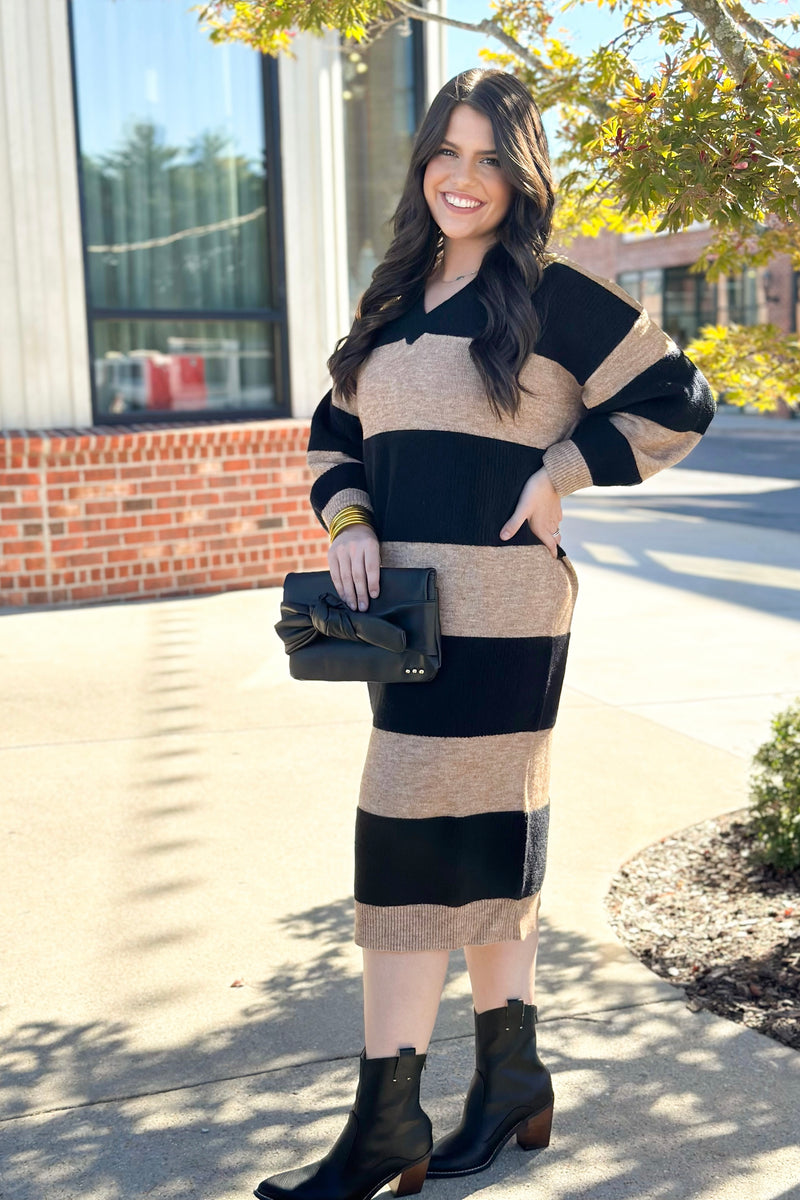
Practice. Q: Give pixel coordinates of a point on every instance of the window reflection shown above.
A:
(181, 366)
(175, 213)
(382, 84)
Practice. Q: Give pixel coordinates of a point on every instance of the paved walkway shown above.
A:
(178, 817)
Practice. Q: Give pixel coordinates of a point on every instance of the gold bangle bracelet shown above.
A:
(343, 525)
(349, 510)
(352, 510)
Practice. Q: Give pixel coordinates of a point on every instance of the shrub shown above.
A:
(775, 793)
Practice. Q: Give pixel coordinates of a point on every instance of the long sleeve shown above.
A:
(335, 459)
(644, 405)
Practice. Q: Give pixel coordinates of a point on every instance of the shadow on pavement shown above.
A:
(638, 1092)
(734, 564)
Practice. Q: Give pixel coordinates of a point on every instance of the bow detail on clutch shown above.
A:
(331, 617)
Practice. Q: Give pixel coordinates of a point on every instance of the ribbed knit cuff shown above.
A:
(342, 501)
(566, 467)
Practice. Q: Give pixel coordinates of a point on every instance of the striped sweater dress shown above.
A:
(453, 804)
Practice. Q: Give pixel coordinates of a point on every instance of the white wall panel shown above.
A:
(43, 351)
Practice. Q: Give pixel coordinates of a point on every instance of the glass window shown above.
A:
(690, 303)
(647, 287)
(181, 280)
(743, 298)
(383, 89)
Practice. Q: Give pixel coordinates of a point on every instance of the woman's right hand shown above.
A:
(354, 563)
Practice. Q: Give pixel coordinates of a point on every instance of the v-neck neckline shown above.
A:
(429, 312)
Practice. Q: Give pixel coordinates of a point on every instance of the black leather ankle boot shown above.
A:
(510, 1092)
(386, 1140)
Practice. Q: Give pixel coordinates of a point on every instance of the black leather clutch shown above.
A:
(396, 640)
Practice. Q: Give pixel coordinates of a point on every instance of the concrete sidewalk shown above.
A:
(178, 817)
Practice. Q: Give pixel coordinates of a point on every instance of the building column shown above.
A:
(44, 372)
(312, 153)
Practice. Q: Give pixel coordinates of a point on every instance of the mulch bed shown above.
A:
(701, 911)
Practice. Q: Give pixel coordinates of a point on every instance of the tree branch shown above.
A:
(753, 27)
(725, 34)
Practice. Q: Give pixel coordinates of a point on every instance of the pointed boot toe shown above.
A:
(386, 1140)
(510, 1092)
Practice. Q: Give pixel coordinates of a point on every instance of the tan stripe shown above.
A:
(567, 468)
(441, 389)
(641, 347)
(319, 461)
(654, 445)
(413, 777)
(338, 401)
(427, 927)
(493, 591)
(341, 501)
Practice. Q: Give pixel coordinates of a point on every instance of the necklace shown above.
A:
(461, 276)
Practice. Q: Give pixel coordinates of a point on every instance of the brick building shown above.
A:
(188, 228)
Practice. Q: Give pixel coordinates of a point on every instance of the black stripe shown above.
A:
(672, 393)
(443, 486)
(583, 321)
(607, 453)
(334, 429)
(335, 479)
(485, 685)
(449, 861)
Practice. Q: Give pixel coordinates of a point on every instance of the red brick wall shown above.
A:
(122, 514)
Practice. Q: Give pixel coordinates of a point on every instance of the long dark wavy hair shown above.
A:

DIRECTIONS FOR THIS TASK: Some lines above hold the word "leather". Copy all of them.

TASK RESPONSE:
Practice. Q: Give pixel coordinates of a point on every instance of the black leather ankle boot shown above.
Practice. Q: Give pixel coordinates of a point on every instance of the black leather clutch shown above.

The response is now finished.